__What is needed__
Extract each line in the records below that contains the string "query" and copy it unchanged.

__Provided records__
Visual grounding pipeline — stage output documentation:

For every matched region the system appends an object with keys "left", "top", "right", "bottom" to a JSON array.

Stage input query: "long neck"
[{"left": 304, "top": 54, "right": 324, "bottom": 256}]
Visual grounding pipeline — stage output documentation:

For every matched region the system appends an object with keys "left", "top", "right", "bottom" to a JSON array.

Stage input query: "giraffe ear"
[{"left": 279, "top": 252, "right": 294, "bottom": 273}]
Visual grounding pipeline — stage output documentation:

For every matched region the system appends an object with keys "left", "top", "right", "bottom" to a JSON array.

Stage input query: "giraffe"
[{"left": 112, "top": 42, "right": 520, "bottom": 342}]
--
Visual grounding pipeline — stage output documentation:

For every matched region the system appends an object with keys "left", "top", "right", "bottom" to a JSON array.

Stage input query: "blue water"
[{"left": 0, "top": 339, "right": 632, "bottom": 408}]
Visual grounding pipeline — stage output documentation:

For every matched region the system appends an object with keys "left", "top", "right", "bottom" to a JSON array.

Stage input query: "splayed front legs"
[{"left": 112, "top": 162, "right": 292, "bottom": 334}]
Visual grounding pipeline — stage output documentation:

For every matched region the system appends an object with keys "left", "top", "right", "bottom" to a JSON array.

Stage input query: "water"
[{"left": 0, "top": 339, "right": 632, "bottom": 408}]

__Exercise result__
Stage input query: "long neck"
Stage input query: "giraffe ear"
Stage input query: "giraffe"
Stage input query: "blue water"
Stage input query: "splayed front legs"
Stage input query: "water"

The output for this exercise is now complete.